■ **WHAT THIS TASK INVOLVES**
Lay out every non-blank line of the rows below as a Markdown table with two columns, Number and Line, numbering the lines in order.

■ **MATERIALS PROVIDED**
[start]

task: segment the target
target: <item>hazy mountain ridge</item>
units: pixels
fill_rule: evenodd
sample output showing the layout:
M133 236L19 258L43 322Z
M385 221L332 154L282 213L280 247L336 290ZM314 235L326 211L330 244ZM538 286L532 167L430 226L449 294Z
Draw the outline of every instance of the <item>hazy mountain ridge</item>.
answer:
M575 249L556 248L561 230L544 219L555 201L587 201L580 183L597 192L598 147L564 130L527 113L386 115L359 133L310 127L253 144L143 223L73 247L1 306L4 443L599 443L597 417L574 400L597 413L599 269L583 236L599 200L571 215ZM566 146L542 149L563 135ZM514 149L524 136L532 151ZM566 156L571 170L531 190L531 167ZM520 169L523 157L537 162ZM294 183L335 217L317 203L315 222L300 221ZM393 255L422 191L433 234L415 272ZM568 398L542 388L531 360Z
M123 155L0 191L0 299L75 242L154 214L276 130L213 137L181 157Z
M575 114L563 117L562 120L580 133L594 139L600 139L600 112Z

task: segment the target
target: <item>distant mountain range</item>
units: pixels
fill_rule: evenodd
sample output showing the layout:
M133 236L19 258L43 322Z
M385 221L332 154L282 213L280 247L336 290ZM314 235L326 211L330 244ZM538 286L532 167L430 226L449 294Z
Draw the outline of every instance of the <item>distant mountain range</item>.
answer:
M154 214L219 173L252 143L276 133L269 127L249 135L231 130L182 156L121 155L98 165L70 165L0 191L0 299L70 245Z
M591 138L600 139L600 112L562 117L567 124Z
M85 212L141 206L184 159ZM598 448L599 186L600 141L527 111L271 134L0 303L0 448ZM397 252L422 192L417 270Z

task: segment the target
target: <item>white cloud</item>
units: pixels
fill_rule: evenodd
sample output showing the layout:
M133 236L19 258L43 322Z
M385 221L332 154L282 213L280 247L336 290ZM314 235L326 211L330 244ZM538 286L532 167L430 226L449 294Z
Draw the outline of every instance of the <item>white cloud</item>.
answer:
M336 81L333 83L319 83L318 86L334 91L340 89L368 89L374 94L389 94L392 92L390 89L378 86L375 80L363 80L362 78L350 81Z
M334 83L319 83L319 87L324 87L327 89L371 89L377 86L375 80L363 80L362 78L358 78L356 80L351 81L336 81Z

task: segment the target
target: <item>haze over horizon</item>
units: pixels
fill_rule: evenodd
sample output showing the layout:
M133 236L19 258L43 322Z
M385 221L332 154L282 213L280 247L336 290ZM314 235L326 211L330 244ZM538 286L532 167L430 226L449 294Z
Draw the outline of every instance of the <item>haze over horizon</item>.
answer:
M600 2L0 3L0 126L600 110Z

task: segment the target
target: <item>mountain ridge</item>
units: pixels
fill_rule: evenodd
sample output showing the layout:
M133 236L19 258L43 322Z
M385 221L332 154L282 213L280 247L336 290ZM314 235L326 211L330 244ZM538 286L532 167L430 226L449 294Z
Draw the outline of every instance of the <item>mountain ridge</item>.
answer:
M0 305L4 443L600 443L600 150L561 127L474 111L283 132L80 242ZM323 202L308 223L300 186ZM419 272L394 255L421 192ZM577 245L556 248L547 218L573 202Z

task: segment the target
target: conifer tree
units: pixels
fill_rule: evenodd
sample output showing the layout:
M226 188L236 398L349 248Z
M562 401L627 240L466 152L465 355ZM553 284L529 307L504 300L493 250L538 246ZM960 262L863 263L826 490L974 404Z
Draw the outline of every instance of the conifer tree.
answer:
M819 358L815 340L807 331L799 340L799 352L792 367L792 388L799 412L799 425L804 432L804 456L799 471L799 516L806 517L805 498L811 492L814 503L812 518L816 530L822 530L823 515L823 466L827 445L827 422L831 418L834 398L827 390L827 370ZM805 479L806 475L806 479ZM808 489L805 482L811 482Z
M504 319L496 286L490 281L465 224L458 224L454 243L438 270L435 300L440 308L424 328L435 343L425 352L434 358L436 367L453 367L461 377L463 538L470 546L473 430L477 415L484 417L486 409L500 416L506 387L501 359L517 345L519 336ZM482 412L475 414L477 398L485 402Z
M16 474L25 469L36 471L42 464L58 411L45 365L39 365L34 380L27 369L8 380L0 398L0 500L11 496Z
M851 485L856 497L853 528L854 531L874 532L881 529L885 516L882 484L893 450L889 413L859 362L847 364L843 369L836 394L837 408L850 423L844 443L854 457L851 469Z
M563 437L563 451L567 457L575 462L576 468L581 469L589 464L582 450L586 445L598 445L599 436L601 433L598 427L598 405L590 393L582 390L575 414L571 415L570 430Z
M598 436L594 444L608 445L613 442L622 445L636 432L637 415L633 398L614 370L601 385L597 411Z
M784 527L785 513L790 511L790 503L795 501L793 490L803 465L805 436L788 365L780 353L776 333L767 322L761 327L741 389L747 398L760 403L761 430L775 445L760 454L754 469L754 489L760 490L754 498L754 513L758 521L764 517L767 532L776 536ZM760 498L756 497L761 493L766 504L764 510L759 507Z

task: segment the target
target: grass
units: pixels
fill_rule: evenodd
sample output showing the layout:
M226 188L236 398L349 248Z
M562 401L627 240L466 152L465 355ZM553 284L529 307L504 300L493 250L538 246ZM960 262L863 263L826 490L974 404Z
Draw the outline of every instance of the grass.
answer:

[end]

■ **TASK OUTPUT**
| Number | Line |
|---|---|
| 1 | task: segment the target |
| 2 | target: <item>hazy mountain ridge</item> |
| 3 | units: pixels |
| 4 | fill_rule: evenodd |
| 5 | sample output showing the layout: |
| 6 | M133 236L19 258L43 322Z |
| 7 | M385 221L332 154L282 213L280 247L336 290ZM314 235L326 211L330 244ZM538 286L532 167L430 226L449 294Z |
| 8 | Draw the outline of every instance of the <item>hazy mountain ridge</item>. |
| 9 | answer: |
| 10 | M575 249L556 248L561 230L544 219L555 201L587 201L580 183L597 192L598 147L564 130L527 113L386 115L359 133L310 127L253 144L143 223L73 247L1 306L4 443L599 443L597 417L574 400L597 413L599 269L583 236L599 200L571 215ZM566 146L542 149L563 135ZM514 149L524 136L532 151ZM566 156L571 170L531 190L531 167ZM520 169L523 157L537 162ZM294 183L335 217L317 203L315 222L300 221ZM393 255L422 191L433 234L415 272ZM568 398L542 388L531 360Z |
| 11 | M123 155L0 191L0 299L75 242L154 214L276 130L213 137L181 157Z |
| 12 | M575 114L563 117L562 120L580 133L594 139L600 139L600 112Z |
| 13 | task: segment the target |
| 14 | target: <item>distant mountain range</item> |
| 15 | units: pixels |
| 16 | fill_rule: evenodd |
| 17 | sample output showing the layout: |
| 18 | M133 236L19 258L43 322Z |
| 19 | M385 221L332 154L282 213L280 247L336 290ZM314 235L326 211L330 244ZM538 286L532 167L430 226L449 294Z |
| 20 | Draw the outline of every instance of the <item>distant mountain range</item>. |
| 21 | answer: |
| 22 | M154 214L219 173L252 143L276 133L269 127L249 135L231 130L182 156L121 155L98 165L70 165L0 191L0 299L70 245Z |
| 23 | M591 138L600 139L600 112L562 117L567 124Z |
| 24 | M85 212L141 206L184 159ZM598 448L599 186L600 141L527 111L271 134L0 303L0 448ZM397 252L422 192L417 270Z |
| 25 | task: segment the target |
| 26 | target: <item>white cloud</item> |
| 27 | units: pixels |
| 28 | fill_rule: evenodd |
| 29 | sample output showing the layout: |
| 30 | M133 236L19 258L43 322Z |
| 31 | M385 221L332 154L282 213L280 247L336 290ZM314 235L326 211L330 244ZM538 286L532 167L430 226L449 294Z |
| 32 | Draw the outline of every instance of the <item>white cloud</item>. |
| 33 | answer: |
| 34 | M336 81L333 83L319 83L318 86L334 91L340 89L368 89L374 94L389 94L392 92L390 89L378 86L375 80L363 80L362 78L350 81Z |
| 35 | M334 83L319 83L319 87L324 87L327 89L371 89L377 86L375 80L363 80L362 78L358 78L356 80L351 81L336 81Z |
| 36 | task: segment the target |
| 37 | target: <item>haze over horizon</item> |
| 38 | units: pixels |
| 39 | fill_rule: evenodd |
| 40 | sample output showing the layout: |
| 41 | M133 236L19 258L43 322Z |
| 42 | M385 221L332 154L282 213L280 247L336 290ZM314 235L326 211L330 244ZM538 286L532 167L430 226L449 294Z |
| 43 | Draw the outline of every instance of the <item>haze over horizon</item>. |
| 44 | answer: |
| 45 | M600 2L0 3L0 126L600 110Z |
| 46 | task: segment the target |
| 47 | target: <item>mountain ridge</item> |
| 48 | units: pixels |
| 49 | fill_rule: evenodd |
| 50 | sample output showing the layout: |
| 51 | M133 236L19 258L43 322Z |
| 52 | M385 221L332 154L282 213L280 247L336 290ZM314 235L326 211L330 244ZM538 286L532 167L430 226L449 294Z |
| 53 | Draw the outline of every instance of the <item>mountain ridge</item>. |
| 54 | answer: |
| 55 | M0 305L4 443L600 443L600 150L561 127L474 111L283 132L80 242ZM323 202L308 223L300 186ZM419 272L394 255L421 192ZM577 245L556 248L547 218L573 202Z |
| 56 | task: segment the target |
| 57 | target: conifer tree |
| 58 | units: pixels |
| 59 | fill_rule: evenodd |
| 60 | sample output showing the layout: |
| 61 | M226 188L236 398L349 248Z |
| 62 | M562 401L627 240L466 152L465 355ZM553 284L529 307L504 300L493 250L538 246ZM960 262L863 263L826 490L974 404Z |
| 63 | Draw the outline of every instance of the conifer tree. |
| 64 | answer: |
| 65 | M819 358L815 340L807 331L799 340L799 352L792 367L792 388L799 412L799 425L804 432L804 456L799 471L799 516L806 517L805 498L811 492L814 503L812 518L816 530L822 530L823 515L823 466L827 445L827 422L831 418L834 398L827 390L827 370ZM805 479L806 475L806 479ZM808 489L805 482L811 482Z |
| 66 | M504 319L496 286L490 281L465 224L458 224L454 243L438 270L435 300L440 308L424 328L435 343L425 352L434 358L436 367L453 367L461 377L463 538L470 546L473 430L477 415L484 417L486 409L500 416L506 387L501 359L517 345L519 336ZM482 412L475 414L477 398L485 402Z |
| 67 | M16 474L25 469L36 471L42 464L58 411L45 365L39 365L34 380L27 369L8 380L0 398L0 500L11 496Z |
| 68 | M851 485L856 497L853 528L854 531L874 532L881 529L885 516L882 484L893 450L889 413L859 362L847 364L843 369L836 394L837 408L850 423L844 443L854 457L851 469Z |
| 69 | M563 437L563 451L567 457L575 462L576 468L581 469L589 464L582 450L586 445L598 445L599 436L601 433L598 427L598 405L590 393L582 390L575 414L571 415L570 430Z |
| 70 | M598 436L594 444L608 445L613 442L622 445L636 432L637 415L633 398L614 370L601 385L597 411Z |
| 71 | M784 527L785 513L790 511L790 503L795 501L793 490L803 465L805 436L788 365L780 353L776 333L767 322L761 327L741 389L747 398L760 403L761 430L775 445L760 454L754 469L754 489L760 490L754 498L754 513L758 521L764 517L767 532L776 536ZM760 498L756 497L761 493L766 504L764 510L759 507Z |
| 72 | task: segment the target |
| 73 | target: grass |
| 74 | units: pixels |
| 75 | fill_rule: evenodd |
| 76 | sample output showing the layout: |
| 77 | M226 188L236 398L349 248Z |
| 78 | M562 401L627 240L466 152L465 355ZM553 284L529 307L504 300L493 250L538 246ZM960 262L863 263L826 490L974 404Z |
| 79 | Draw the outline of every instance of the grass. |
| 80 | answer: |